* _What you have to do_
For the entries that follow, tally the lines holding the string "flower". Give the total and nothing else.

* _Data for processing_

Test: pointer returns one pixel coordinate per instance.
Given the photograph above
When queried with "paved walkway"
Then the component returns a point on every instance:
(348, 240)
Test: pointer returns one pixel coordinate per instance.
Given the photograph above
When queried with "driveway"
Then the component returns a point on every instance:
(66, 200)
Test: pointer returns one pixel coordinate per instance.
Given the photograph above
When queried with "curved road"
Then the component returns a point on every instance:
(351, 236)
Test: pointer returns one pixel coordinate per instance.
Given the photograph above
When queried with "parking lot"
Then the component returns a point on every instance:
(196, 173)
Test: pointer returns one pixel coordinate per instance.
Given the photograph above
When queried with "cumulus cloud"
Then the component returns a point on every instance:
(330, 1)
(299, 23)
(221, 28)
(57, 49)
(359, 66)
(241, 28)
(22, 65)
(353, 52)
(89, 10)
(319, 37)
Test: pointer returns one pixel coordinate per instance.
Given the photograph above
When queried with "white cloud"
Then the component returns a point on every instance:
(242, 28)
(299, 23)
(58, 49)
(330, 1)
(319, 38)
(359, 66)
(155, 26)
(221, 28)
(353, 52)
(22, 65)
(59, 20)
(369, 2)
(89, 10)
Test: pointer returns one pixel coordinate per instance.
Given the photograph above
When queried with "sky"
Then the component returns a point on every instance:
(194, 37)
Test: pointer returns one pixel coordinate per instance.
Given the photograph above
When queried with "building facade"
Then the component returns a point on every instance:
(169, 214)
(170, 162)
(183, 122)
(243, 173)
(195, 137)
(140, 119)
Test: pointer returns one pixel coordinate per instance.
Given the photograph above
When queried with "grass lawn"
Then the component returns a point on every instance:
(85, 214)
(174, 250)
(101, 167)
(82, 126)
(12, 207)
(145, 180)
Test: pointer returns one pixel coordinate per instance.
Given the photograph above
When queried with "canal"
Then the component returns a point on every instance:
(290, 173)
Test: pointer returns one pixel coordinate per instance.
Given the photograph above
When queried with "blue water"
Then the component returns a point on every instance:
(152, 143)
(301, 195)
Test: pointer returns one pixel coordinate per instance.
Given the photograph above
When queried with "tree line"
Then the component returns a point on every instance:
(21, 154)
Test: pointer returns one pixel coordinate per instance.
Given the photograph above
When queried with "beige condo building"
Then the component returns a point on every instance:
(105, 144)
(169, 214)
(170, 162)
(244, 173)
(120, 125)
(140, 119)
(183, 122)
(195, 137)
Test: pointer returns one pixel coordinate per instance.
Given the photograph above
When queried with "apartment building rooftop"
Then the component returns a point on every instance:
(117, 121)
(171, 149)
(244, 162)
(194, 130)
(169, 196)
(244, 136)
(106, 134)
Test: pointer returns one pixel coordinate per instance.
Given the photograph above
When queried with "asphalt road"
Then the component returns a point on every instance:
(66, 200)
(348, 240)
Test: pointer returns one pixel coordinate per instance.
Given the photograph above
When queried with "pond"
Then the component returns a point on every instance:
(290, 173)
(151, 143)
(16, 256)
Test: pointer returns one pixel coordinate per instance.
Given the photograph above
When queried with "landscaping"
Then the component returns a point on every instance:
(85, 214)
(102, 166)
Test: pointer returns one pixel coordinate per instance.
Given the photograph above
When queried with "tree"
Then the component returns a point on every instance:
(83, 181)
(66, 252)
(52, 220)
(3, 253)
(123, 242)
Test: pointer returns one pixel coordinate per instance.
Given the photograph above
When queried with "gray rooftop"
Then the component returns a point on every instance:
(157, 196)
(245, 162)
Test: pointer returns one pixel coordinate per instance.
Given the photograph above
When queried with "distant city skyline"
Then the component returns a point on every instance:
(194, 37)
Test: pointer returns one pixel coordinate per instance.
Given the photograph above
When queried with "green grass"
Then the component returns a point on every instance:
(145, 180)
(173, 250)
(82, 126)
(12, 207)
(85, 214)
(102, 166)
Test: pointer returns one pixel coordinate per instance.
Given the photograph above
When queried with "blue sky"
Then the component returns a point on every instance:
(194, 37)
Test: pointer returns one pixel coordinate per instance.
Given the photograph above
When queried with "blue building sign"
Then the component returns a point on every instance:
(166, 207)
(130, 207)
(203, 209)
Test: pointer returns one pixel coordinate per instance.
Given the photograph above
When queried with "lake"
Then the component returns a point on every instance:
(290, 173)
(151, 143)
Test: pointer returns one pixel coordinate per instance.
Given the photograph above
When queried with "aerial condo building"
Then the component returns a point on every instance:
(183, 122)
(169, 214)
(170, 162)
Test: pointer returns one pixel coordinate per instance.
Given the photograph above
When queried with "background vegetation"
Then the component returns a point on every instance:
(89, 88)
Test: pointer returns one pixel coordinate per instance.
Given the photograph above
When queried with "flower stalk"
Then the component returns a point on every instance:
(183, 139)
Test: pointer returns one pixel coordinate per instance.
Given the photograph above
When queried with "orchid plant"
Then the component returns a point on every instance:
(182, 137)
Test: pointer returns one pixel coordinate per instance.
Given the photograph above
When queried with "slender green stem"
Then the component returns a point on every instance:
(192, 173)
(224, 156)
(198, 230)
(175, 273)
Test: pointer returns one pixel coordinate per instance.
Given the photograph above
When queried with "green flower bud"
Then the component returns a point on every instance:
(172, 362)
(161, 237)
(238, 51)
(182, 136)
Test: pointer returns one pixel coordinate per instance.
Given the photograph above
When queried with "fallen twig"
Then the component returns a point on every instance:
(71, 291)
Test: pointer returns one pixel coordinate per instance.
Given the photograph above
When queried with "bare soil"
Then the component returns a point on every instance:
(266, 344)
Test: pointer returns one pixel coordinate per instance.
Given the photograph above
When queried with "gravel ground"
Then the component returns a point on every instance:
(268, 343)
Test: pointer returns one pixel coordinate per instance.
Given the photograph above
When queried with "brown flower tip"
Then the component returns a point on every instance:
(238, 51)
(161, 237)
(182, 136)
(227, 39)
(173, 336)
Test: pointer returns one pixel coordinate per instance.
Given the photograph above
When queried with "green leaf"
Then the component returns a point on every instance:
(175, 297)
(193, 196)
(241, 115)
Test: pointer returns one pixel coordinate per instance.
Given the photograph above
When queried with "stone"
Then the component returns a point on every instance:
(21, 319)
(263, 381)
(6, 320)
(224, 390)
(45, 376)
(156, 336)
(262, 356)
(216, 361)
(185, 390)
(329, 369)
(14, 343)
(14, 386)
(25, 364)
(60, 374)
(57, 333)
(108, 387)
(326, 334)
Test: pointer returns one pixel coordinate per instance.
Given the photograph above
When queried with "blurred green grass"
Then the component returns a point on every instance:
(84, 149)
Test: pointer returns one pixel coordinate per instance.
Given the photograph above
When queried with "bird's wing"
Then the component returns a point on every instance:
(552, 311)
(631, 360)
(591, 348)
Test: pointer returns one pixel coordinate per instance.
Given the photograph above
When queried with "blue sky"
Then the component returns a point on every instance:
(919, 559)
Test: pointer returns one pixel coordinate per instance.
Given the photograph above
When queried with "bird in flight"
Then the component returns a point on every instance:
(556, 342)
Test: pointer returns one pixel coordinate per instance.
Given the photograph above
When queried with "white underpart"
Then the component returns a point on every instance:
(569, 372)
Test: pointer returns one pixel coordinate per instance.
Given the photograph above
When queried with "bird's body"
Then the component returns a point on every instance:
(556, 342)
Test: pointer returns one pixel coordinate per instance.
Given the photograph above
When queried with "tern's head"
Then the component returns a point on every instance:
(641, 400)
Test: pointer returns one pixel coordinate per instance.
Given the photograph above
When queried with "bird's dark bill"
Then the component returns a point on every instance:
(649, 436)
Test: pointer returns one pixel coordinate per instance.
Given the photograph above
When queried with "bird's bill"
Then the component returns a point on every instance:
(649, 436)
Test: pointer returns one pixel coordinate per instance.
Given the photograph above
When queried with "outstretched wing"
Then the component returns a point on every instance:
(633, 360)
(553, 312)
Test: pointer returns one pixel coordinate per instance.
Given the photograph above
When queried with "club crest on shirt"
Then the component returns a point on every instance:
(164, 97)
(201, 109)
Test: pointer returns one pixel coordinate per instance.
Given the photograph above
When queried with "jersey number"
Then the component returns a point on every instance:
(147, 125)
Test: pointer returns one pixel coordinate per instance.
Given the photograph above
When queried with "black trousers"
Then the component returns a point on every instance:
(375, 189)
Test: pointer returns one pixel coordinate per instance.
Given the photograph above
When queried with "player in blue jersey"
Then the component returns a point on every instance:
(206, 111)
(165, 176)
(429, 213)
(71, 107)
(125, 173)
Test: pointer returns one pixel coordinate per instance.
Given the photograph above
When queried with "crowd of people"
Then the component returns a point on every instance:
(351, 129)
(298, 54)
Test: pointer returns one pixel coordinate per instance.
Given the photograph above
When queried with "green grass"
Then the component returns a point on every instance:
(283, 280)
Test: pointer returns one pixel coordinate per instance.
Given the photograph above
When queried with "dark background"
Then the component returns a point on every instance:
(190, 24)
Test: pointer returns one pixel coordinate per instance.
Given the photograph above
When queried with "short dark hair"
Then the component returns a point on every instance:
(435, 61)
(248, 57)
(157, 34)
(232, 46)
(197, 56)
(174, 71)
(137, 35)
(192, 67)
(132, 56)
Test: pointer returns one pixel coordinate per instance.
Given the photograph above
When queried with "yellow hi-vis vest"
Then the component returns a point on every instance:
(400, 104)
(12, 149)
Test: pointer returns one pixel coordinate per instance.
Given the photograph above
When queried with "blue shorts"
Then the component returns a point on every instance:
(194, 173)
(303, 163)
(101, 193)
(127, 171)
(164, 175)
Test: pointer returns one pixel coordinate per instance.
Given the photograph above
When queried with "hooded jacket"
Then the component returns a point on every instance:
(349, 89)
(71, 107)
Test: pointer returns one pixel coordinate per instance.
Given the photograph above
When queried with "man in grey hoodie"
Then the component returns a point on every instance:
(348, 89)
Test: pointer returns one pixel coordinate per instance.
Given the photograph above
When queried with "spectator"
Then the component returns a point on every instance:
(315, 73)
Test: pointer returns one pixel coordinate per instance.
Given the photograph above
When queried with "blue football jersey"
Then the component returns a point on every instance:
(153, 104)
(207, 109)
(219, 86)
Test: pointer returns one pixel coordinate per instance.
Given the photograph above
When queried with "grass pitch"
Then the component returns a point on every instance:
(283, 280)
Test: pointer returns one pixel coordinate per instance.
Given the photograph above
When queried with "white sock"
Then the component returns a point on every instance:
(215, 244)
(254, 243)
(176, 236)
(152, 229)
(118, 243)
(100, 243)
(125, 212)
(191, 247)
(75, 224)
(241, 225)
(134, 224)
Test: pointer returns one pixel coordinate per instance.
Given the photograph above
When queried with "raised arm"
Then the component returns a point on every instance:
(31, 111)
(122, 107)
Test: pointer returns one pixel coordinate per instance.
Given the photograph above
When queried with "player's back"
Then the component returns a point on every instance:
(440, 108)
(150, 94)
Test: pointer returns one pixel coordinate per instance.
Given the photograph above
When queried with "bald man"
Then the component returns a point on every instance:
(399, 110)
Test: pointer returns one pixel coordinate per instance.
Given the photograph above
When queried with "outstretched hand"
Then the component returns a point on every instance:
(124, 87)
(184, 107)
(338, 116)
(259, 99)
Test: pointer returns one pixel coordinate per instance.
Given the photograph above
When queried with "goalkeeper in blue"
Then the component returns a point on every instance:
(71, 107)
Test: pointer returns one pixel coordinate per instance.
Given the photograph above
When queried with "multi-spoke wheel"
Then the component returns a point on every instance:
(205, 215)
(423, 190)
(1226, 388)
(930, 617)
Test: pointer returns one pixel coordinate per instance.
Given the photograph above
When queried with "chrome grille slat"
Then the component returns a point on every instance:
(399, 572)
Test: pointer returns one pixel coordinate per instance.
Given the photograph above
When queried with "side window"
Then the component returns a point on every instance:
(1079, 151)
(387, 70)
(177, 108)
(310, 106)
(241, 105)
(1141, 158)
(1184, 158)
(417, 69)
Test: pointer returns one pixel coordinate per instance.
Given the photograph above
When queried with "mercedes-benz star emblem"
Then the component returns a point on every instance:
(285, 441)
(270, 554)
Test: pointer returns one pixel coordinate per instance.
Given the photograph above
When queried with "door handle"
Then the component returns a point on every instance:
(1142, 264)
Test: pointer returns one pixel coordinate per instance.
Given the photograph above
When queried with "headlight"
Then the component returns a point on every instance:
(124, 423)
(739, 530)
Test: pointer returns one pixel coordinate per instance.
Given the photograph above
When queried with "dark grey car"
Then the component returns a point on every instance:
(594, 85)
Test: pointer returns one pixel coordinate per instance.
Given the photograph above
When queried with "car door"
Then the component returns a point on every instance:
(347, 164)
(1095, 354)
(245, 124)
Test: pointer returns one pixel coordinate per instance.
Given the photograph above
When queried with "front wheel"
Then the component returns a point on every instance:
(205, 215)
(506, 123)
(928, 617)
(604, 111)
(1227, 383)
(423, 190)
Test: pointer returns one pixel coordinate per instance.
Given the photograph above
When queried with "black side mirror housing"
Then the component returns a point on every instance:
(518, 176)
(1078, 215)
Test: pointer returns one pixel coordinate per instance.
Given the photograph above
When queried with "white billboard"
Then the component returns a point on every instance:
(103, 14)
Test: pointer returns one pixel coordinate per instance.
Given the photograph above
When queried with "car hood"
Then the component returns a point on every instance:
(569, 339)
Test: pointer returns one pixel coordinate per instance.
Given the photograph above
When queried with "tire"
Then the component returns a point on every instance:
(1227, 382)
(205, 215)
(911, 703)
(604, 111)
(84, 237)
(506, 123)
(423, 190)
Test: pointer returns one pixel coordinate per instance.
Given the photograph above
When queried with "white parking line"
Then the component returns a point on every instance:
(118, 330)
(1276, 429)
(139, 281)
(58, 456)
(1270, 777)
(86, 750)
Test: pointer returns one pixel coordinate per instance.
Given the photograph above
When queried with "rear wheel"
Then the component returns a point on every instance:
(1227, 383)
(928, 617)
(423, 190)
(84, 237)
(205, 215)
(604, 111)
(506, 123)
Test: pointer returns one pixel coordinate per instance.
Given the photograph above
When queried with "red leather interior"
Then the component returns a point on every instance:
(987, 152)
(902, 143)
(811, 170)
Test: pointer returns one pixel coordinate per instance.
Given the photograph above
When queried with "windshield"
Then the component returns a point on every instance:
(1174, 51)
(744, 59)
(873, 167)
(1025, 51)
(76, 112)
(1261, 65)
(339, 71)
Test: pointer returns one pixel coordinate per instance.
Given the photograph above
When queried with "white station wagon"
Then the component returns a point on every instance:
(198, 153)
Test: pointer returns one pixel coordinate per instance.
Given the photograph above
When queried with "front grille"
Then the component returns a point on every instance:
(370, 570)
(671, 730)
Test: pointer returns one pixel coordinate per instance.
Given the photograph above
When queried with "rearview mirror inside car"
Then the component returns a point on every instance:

* _Worked solution_
3